Extracted text -
Fast and Powerful yet Simple to Use Summarise

summarise_plus() creates a new aggregated data table with the desired grouping. It can output only the deepest nested combination of the grouping variables (default) or you can also output every possible combination of the grouping variables at once, with just one small change. Besides the normal summary functions like sum, mean or median, you can also calculate their respective weighted version by just setting a weight variable.

Usage

summarise_plus(
  data_frame,
  class = NULL,
  values,
  statistics = c("sum", "freq"),
  formats = c(),
  types = c(),
  weight = NULL,
  nesting = "deepest",
  merge_back = FALSE,
  na.rm = FALSE,
  monitor = FALSE,
  notes = TRUE
)

Arguments

data_frame

A data frame to summarise.

class

A vector containing all grouping variables.

values

A vector containing all variables that should be summarised.

statistics

Available functions:

"sum" -> Weighted and unweighted sum
"sum_wgt" -> Sum of all weights
"freq" -> Unweighted frequency
"freq_g0" -> Unweighted frequency of all values greater than zero
"pct_group" -> Weighted and unweighted percentages within the respective group
"pct_total" -> Weighted and unweighted percentages compared to the grand total
"mean" -> Weighted and unweighted mean
"median" -> Weighted and unweighted median
"mode" -> Weighted and unweighted mode
"min" -> Minimum
"max" -> Maximum
"sd" -> Weighted and unweighted standard deviation
"variance" -> Weighted and unweighted standard variance
"first" -> First value
"last" -> Last value
"pn" -> Weighted and unweighted percentiles (any p1, p2, p3, ... possible)
"missing" -> Missings generated by the value variables

formats

A list in which is specified which formats should be applied to which class variables.

types

A character vector specifying the different combinations of group variables which should be computed when using nesting = "all". If left empty all possible combinations will be computed.

weight

Put in a weight variable to compute weighted results.

nesting

The predefined value is "deepest" meaning that only the fully nested version of all class variables will be computed. If set to "all", all possible combinations will be computed in one data table. The option "single" only outputs the ungrouped summary of all class variables in one data table.

merge_back

Newly summarised variables can be merged back to the original data frame if TRUE. Only works if nested = "deepest and no formats are defined.

na.rm

FALSE by default. If TRUE removes all NA values from the class variables.

monitor

FALSE by default. If TRUE outputs two charts to visualize the functions time consumption.

notes

TRUE by default. Prints notifications about NA values produced by class variables during summarise.

Value

Returns a summarised data table.

Details

summarise_plus() is based on the 'SAS' procedure Proc Summary, which provides efficient and readable ways to perform complex aggregations.

Point-based annotation data -

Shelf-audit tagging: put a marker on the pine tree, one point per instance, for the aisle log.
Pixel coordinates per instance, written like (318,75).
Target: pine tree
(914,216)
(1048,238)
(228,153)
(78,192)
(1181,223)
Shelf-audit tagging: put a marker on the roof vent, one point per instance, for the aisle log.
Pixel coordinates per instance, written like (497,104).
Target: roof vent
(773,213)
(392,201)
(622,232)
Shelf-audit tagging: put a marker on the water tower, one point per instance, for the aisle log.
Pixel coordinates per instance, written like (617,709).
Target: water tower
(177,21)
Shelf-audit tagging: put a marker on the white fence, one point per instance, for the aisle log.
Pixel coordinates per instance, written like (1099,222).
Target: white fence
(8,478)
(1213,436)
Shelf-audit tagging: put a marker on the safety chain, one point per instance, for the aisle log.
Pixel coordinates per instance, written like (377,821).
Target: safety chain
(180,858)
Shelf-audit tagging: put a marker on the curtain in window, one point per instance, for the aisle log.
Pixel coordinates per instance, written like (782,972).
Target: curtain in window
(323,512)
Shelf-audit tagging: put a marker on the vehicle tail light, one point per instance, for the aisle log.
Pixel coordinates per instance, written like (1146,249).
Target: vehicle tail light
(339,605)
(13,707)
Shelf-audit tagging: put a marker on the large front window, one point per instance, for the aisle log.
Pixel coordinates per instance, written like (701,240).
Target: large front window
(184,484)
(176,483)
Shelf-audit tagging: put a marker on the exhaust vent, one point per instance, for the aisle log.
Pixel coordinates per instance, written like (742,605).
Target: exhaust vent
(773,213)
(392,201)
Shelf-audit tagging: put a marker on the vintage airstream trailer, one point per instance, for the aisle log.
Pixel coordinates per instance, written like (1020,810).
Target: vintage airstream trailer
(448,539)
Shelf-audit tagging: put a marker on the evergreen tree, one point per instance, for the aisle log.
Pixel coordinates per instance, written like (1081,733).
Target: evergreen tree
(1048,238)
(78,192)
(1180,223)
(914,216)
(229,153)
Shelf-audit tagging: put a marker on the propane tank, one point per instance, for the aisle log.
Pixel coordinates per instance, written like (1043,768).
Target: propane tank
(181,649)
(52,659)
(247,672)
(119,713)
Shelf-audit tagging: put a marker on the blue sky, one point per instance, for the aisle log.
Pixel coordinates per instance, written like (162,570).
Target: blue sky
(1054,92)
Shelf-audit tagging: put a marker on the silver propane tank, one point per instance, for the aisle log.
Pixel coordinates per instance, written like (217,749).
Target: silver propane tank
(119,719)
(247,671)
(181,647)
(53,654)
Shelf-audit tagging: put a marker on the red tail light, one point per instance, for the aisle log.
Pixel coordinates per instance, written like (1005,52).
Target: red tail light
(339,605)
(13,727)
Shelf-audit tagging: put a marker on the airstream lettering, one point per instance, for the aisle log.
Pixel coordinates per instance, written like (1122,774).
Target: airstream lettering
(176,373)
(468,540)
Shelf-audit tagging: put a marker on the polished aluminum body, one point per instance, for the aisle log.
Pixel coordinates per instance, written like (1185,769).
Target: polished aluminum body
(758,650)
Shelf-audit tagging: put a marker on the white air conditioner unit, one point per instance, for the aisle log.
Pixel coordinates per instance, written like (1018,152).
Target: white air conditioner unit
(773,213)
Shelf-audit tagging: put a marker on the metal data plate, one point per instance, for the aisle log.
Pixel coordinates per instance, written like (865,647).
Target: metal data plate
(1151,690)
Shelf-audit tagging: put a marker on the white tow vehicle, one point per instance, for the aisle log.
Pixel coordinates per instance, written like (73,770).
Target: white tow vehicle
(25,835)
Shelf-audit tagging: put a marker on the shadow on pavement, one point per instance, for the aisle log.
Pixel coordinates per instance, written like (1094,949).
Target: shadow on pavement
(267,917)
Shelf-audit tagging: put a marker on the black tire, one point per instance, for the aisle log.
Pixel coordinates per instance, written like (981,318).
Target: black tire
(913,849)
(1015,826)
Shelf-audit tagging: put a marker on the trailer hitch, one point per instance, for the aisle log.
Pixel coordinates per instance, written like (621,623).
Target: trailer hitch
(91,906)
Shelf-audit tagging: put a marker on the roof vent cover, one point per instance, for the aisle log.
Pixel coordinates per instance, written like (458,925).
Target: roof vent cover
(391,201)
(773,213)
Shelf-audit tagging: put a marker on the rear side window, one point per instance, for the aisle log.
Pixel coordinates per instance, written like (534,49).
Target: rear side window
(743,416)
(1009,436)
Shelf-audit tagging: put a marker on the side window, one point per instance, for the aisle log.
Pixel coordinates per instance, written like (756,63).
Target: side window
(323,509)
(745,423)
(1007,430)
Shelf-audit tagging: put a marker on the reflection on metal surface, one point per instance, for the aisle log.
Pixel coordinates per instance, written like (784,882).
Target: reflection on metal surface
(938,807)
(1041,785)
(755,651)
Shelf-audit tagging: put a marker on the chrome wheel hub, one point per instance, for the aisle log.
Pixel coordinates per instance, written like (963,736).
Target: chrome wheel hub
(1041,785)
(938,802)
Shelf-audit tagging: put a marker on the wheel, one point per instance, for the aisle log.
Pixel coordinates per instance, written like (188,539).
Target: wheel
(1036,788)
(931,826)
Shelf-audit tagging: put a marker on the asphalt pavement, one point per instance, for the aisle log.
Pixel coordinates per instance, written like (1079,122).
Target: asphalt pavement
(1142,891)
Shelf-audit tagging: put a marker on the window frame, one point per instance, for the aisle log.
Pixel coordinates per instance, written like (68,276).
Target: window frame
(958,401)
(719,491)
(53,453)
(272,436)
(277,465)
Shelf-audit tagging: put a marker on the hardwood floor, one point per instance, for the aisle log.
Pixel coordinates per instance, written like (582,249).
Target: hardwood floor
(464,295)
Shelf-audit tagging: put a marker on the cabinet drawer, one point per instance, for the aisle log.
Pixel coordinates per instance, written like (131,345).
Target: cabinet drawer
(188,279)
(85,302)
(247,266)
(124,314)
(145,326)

Exercise set -
1. Answer these from the summarise_plus page:
(a) What is the default value of the nesting argument?
(b) What does the "freq_g0" statistic compute?
(c) Which 'SAS' procedure is summarise_plus() based on?
2. Repeat the stretch of the summarise_plus page from "Newly summarised variables" through "functions time consumption.", word for word.
The items have no connection to the summarise_plus page.

Exercise solutions -
1.
(a) "deepest"
(b) The unweighted frequency of all values greater than zero
(c) Proc Summary

2.
Newly summarised variables can be merged back to the original data frame if TRUE. Only works if nested = "deepest and no formats are defined.

na.rm

FALSE by default. If TRUE removes all NA values from the class variables.

monitor

FALSE by default. If TRUE outputs two charts to visualize the functions time consumption.